** START OF Input rows **

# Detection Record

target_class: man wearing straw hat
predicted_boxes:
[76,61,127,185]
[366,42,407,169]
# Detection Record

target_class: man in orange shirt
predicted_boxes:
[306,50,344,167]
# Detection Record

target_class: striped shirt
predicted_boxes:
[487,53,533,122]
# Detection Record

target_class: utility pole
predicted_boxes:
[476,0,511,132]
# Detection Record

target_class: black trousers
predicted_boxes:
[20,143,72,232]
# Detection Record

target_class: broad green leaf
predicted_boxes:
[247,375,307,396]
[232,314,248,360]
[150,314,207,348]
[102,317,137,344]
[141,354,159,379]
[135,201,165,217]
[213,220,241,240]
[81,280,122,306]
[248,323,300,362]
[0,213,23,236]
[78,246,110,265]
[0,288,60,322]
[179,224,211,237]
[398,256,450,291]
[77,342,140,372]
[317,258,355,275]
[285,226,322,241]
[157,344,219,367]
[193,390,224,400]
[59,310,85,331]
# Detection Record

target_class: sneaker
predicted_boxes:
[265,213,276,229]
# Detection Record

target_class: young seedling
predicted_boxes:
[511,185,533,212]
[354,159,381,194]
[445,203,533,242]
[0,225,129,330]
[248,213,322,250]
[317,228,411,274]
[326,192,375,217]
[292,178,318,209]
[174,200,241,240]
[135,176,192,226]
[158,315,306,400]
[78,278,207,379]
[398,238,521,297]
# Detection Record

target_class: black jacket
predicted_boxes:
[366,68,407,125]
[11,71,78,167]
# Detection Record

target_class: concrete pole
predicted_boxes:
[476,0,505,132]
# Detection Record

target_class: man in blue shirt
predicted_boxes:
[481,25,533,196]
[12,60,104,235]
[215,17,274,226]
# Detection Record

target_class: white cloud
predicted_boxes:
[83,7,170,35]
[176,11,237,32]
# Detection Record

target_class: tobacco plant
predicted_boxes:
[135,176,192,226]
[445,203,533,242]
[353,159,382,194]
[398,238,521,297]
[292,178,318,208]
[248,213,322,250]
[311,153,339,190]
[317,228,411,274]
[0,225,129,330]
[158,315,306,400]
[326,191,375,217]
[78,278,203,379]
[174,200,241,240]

** END OF Input rows **
** START OF Input rows **

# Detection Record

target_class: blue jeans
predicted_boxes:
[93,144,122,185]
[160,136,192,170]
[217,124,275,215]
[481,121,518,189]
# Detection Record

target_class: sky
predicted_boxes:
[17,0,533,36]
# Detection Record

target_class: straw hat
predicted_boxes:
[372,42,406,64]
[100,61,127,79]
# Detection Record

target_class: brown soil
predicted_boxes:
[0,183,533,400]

** END OF Input rows **

● Problem description: Please find each line above that contains the word "pole" and copy it out.

● Answer in full:
target_class: utility pole
target_class: concrete pole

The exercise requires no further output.